> _Task to complete_
Please reproduce exactly the line that carries "wall in the photo above. Give pixel coordinates." and all remaining lines through the last line of the data, and write nothing else.

> _Natural language region descriptions_
=== Section Start ===
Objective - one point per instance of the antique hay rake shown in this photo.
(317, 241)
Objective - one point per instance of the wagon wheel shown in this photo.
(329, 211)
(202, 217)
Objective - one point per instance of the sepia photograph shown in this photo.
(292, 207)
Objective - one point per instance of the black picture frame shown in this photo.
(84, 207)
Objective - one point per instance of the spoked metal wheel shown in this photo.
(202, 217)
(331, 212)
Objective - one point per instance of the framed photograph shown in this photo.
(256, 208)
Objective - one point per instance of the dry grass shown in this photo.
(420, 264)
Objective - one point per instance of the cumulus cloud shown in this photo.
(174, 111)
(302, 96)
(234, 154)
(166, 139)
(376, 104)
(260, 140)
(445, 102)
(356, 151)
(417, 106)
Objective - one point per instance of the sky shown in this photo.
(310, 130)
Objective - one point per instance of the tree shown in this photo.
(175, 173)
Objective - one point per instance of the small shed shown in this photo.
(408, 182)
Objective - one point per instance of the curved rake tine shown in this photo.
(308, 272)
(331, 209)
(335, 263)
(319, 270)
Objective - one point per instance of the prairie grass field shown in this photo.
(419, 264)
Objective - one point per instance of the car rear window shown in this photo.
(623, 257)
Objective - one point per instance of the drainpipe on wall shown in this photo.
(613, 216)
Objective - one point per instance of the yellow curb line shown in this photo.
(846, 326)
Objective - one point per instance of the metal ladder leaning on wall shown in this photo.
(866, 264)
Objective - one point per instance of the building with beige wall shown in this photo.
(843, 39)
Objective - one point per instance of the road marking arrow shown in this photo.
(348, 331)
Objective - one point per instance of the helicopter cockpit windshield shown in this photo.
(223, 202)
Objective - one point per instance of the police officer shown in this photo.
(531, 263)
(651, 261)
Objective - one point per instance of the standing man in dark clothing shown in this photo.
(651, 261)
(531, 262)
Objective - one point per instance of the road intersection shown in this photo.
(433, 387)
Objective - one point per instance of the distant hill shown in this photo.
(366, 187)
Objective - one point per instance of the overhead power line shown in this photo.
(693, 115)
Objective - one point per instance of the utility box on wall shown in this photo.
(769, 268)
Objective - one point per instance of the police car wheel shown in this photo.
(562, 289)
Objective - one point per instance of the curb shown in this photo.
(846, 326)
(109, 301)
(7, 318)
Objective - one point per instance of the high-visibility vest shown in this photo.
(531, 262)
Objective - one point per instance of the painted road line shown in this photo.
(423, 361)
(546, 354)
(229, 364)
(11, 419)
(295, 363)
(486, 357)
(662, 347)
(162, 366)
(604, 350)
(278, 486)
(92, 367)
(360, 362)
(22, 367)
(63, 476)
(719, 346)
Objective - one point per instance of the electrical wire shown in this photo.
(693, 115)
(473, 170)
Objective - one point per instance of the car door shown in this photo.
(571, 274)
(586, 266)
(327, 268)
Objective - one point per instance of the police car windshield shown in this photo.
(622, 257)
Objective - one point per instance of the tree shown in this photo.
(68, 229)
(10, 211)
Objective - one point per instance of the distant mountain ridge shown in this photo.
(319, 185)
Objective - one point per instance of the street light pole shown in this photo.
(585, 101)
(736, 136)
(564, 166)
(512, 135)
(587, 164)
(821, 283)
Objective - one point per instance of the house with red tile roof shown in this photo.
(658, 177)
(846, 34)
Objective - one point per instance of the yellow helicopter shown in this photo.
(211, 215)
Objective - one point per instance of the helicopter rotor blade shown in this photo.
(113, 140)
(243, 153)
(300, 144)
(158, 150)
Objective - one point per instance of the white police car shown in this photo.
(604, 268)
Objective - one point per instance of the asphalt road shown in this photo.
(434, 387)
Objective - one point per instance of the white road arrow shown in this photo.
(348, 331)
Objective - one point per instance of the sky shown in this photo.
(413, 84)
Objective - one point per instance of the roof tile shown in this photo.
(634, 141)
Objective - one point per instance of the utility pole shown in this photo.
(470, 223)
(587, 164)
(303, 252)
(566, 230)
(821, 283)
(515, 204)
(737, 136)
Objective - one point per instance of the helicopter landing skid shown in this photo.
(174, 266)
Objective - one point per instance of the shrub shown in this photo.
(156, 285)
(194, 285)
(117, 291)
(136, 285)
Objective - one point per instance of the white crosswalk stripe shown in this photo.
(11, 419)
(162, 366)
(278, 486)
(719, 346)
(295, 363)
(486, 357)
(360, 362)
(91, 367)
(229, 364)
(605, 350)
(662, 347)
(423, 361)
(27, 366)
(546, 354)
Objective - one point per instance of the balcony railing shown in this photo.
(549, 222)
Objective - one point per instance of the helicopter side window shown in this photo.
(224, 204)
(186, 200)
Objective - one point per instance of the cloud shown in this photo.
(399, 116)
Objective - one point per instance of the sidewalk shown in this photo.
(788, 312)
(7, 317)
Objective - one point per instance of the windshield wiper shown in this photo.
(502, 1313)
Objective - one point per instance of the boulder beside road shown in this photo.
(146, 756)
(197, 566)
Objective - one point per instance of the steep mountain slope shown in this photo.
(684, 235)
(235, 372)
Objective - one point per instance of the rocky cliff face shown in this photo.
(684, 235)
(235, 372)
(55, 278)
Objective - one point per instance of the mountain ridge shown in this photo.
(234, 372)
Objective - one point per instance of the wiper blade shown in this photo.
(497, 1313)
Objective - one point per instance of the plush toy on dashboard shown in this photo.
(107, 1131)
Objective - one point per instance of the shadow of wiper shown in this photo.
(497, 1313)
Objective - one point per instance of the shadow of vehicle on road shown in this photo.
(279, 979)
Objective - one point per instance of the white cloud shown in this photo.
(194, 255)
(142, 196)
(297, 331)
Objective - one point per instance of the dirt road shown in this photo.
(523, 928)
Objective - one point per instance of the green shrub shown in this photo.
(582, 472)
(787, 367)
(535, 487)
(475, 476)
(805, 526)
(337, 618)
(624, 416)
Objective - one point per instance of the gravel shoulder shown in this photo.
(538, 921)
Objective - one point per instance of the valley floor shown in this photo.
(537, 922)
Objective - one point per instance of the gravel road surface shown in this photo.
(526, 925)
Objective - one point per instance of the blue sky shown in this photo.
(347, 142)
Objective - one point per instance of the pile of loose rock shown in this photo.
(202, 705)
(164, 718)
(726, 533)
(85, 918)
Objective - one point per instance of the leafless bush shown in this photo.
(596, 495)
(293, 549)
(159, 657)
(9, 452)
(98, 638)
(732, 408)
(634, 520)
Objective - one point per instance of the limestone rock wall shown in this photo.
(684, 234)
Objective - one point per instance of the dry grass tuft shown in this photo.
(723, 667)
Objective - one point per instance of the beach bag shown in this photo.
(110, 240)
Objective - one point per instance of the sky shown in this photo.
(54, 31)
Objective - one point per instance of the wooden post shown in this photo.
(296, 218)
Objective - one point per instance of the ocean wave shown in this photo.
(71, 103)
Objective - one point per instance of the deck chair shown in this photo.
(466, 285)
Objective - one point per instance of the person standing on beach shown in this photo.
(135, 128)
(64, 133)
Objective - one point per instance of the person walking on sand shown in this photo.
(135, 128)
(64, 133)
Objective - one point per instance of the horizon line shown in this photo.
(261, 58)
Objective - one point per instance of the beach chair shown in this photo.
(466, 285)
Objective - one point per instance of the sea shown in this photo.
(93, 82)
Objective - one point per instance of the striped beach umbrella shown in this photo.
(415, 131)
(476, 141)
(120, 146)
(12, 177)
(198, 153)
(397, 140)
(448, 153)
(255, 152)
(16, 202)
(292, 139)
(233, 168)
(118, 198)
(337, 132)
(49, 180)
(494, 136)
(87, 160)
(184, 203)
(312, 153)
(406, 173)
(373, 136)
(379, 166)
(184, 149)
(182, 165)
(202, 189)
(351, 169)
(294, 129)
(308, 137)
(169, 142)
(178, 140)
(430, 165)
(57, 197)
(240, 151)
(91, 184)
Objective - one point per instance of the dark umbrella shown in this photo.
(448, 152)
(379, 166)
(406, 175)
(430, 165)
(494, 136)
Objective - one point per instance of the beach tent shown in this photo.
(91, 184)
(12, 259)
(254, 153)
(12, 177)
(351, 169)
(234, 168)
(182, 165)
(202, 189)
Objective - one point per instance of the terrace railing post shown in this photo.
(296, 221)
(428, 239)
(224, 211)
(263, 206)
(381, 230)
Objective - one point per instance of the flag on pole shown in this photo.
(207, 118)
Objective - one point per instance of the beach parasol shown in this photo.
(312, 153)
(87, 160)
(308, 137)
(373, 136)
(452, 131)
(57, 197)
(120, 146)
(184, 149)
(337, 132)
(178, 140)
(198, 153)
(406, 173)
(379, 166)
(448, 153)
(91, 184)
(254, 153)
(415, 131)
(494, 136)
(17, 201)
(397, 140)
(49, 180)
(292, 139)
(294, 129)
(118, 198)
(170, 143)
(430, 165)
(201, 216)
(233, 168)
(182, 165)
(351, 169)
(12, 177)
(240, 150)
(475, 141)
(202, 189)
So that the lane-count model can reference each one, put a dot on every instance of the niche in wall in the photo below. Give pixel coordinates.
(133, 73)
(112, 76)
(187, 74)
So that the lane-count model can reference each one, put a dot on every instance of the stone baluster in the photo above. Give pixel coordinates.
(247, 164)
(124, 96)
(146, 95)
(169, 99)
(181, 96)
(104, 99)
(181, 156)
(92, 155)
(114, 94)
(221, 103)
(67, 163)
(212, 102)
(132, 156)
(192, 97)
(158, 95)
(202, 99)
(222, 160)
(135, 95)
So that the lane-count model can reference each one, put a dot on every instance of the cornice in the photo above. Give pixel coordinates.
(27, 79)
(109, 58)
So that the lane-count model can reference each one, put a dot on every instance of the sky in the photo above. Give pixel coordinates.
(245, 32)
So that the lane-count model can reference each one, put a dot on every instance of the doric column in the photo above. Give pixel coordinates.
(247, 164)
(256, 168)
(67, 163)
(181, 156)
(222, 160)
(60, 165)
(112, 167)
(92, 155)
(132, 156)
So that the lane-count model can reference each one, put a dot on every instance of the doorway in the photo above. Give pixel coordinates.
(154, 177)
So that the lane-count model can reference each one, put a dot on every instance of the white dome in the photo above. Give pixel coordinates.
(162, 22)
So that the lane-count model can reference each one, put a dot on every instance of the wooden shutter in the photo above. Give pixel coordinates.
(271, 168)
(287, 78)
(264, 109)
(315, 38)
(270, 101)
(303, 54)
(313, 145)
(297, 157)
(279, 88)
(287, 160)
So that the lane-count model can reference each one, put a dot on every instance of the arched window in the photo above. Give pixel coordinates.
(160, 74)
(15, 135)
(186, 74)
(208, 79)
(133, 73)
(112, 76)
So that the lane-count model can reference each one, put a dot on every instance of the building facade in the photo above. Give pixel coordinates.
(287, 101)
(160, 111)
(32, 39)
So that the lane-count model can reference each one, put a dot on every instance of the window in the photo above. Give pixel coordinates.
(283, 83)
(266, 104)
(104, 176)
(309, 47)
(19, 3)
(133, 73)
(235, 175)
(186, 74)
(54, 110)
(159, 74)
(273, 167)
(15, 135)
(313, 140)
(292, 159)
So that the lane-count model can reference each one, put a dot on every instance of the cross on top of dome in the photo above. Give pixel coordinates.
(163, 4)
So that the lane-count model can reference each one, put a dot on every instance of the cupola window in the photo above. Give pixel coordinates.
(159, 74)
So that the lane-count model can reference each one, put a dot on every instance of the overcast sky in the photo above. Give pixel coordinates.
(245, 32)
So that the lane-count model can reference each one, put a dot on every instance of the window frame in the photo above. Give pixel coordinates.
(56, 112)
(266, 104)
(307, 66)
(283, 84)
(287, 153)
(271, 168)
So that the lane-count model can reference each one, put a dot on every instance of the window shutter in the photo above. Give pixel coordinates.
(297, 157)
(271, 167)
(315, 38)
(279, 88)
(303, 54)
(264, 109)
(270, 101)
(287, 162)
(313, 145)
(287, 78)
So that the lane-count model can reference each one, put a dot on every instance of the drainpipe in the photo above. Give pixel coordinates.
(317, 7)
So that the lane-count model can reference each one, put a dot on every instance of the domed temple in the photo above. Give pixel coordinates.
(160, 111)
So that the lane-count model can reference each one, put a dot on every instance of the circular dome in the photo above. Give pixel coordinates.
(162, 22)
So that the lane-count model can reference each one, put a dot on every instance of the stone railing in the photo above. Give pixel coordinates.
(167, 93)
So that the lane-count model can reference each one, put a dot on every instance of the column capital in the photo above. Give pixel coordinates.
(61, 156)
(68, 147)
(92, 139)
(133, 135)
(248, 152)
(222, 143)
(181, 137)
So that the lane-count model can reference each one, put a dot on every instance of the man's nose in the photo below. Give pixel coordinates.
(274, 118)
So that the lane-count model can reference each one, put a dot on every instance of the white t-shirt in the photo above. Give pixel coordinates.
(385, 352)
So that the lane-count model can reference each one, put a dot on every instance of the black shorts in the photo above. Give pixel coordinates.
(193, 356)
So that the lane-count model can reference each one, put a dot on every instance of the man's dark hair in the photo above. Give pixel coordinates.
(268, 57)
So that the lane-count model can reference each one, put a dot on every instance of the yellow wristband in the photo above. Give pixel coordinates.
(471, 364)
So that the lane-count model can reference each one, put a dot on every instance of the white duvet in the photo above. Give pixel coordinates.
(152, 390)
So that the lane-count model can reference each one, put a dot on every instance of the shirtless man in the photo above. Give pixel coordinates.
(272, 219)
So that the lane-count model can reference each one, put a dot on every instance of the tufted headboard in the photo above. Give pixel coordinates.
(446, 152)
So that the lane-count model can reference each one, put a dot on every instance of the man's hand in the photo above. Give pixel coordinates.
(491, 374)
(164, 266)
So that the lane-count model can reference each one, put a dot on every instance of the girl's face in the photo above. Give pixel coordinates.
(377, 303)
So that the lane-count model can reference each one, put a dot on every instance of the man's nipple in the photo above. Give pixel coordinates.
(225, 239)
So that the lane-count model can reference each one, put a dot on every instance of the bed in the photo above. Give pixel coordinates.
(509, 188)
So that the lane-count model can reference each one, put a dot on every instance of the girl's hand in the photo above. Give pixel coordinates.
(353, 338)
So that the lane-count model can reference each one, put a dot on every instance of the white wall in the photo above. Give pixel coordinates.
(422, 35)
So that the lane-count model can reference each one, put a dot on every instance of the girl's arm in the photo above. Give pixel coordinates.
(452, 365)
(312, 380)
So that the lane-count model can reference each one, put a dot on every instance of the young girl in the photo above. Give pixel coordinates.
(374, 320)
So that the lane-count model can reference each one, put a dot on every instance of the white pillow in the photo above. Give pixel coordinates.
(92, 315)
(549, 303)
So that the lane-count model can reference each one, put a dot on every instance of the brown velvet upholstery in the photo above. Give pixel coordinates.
=== Section End ===
> _Written answer_
So that the lane-count model can reference each one, put a dot on every instance of the white wall in the photo above. Give pixel coordinates.
(422, 35)
So that the lane-count model can reference each one, put a dot on every instance of the girl's arm in the photo above. Give pixel coordinates.
(452, 365)
(312, 380)
So that the lane-count model can reference each one, put a dot on every instance of the young girl in the photo above. Give pixel coordinates.
(374, 320)
So that the lane-count model can reference each one, put a dot on every instance of the white pillow in the photo above. Give pixel coordinates.
(92, 315)
(549, 303)
So that the lane-count model can reference each one, put a dot on every instance of the brown velvet upholstery in the photo above. Give pixel coordinates.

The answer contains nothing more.